# TEXTE PROPOSÉ:
———

Aucune remise en cause du programme accéléré de construction d’éoliennes, aussi absurde que coûteux, purement idéologique. Après la fermeture de Fessenheim, autre absurdité , le tour de qui ?
Davantage d’isolation dans les bâtiments publics au titres de la transition écologique, pourquoi pas ? De grands mots pour des actions de routine. Fallait-il changer de gouvernement pour ça ?
Education nationale : après la poudre aux yeux habituelle envoyée à l’opinion : annonce de dictée quotidienne, prétendu retour du latin, toutes mesures sans lendemain, M. Blanquer a toujours carte blanche pour déconstruire et le bac et le système scolaire qui va avec, suivant aveuglément l’idéologie dominante du ministère depuis au moins une génération. Le confinement aidant , le mouvement sera accéléré.
On laisse entendre que Darmanin serait plus ferme sur l’immigration. Pourquoi ? Il reste aux ordres d’un Macron partisan du multiculturalisme, lequel est aux ordres d’une gouvernance mondiale qui tient l’immigration pour « la solution et non le problème » (A. Guterres, actuel secrétaire général des Nation unies) ; une loi contre le séparatisme est annoncée : la meilleure loi serait l’application des lois existantes.
« Territoires », « territoires », « territoires », ce mot qui indique à lui seul – comme « les quartiers » – le mépris de la technocratie française pour ce qui n’est pas central, M. Castex n’a que ce mot à la bouche, mais a-t-il décidé de remettre en cause l’orientation de la politique d’aménagement du territoire mise en œuvre depuis trente ans qui donne la priorité aux métropoles ?

———

# TRAVAIL DEMANDÉ:
a – Extrayez toutes les lignes qui contiennent la chaîne « trim ».
b – Rédigez la suite du commentaire critique sur le gouvernement Castex, en reprenant après sa dernière phrase.
Le texte et les lignes n'ont aucun rapport entre eux.

———

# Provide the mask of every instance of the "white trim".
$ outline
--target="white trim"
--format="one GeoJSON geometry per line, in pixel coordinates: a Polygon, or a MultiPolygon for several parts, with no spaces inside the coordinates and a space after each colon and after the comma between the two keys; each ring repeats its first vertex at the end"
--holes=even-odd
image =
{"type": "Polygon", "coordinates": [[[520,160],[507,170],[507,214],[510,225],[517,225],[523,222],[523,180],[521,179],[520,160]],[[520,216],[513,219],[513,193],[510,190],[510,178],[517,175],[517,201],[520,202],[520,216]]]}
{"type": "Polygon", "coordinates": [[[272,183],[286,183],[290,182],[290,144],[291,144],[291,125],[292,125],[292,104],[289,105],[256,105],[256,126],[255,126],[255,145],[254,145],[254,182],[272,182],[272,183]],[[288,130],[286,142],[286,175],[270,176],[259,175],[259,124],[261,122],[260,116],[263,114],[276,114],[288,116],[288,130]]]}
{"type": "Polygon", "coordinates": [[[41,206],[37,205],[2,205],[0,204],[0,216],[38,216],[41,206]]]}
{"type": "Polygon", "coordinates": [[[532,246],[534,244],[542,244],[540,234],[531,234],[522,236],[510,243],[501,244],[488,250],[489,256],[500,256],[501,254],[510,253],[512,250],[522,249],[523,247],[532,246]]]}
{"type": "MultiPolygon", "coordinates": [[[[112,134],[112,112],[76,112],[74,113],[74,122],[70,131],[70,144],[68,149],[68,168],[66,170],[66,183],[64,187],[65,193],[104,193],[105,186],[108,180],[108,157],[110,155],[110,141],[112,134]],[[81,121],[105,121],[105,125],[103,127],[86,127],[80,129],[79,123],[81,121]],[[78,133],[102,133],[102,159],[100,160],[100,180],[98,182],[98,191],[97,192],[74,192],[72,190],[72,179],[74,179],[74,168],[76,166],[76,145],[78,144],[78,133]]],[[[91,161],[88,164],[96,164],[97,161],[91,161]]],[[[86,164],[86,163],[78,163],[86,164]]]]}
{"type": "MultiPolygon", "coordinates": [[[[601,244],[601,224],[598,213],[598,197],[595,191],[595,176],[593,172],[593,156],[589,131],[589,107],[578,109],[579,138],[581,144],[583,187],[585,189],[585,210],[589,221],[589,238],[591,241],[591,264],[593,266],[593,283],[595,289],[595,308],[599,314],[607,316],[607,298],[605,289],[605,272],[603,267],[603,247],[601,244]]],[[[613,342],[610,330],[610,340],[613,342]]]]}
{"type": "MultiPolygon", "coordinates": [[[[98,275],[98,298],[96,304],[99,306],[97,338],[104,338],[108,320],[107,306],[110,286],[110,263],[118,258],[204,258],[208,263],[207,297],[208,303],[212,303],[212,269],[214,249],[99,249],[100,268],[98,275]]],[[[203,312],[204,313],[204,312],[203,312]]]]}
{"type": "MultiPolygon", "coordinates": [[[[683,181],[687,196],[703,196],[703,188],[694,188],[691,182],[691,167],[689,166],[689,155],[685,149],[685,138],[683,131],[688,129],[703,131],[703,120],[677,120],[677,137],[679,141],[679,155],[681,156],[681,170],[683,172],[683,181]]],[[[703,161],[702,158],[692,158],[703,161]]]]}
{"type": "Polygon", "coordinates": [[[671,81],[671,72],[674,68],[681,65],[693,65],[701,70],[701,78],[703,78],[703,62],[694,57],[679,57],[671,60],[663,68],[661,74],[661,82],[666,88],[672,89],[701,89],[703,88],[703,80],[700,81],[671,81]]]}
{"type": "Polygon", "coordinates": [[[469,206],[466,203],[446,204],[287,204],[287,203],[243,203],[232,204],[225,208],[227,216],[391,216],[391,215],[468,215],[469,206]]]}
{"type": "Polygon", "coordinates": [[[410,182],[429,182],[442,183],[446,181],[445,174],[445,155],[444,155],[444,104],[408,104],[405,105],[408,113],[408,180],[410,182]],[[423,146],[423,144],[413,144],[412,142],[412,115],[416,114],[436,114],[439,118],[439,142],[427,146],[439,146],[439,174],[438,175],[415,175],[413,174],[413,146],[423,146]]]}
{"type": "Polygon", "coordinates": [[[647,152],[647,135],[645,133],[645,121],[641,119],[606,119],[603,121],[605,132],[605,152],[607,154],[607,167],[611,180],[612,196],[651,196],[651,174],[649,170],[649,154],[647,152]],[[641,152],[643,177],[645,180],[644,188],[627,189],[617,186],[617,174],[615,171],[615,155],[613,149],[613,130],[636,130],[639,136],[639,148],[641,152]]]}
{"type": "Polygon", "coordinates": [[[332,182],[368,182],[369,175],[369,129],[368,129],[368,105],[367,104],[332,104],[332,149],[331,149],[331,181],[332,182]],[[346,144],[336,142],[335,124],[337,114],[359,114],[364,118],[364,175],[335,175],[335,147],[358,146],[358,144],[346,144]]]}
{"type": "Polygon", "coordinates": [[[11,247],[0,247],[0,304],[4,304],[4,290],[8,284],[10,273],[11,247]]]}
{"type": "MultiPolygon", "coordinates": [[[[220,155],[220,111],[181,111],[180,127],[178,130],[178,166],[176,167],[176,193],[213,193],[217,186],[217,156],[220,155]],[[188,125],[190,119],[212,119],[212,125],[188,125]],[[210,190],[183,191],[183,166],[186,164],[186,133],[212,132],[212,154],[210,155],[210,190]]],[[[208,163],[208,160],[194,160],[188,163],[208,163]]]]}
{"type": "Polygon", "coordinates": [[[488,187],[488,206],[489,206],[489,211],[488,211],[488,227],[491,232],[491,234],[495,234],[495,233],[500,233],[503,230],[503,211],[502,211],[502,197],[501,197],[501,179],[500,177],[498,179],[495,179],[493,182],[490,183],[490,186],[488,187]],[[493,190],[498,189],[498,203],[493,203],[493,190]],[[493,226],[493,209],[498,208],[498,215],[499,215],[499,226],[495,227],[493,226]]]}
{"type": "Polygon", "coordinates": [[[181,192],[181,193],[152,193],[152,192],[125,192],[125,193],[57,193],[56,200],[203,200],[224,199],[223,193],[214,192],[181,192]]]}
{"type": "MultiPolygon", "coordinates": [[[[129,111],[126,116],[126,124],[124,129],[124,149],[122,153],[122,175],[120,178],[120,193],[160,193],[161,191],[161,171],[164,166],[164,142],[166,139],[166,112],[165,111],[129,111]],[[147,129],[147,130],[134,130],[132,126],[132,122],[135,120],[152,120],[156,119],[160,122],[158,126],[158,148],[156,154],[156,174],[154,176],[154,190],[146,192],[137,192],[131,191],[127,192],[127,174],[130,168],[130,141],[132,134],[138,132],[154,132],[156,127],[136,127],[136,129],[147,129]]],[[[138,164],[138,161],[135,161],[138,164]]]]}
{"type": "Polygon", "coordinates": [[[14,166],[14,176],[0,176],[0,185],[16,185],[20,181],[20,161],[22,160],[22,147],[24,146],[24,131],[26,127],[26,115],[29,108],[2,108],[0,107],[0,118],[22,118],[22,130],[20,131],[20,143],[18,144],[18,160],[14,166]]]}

———

# RÉPONSES ATTENDUES:
a –
# Provide the mask of every instance of the "white trim".
--target="white trim"

b –
Solidarité : en augmentant l’allocation de rentrée scolaire, sans contrôle d’utilisation, M. Castex montre qu’il ne fréquente plus depuis longtemps les sorties d’école, ou tous ceux qui n’y ont pas droit, tout simplement parce qu’ils gagnent leur vie normalement, et voient l’usage qui en est parfois fait, ne la considèrent pas d’un si bon oeil que ça.
Autour de cette vacuité, il ne restait qu’à faire la politique du spectacle selon la formule immortelle du regretté Guy Debord : Roselyne Bachelot, passant de ministre à amuseur ( amuseuse, amusette ? ) public (que ? ) puis à nouveau ministre, ne change pas de métier. Dupont-Moretti a du caractère, ce qui est devenu rare, au point qu’on se demande combien de temps il tiendra le choc dans cet océan de conformisme . Mais quel projet a-t-il pour résoudre la crise profonde de la justice ? M. Macron en ordre de marche pour sa réélection, comme le disait un quotidien que l’on croyait de droite ? Disons plutôt que le désordre va continuer à marcher, voire à courir.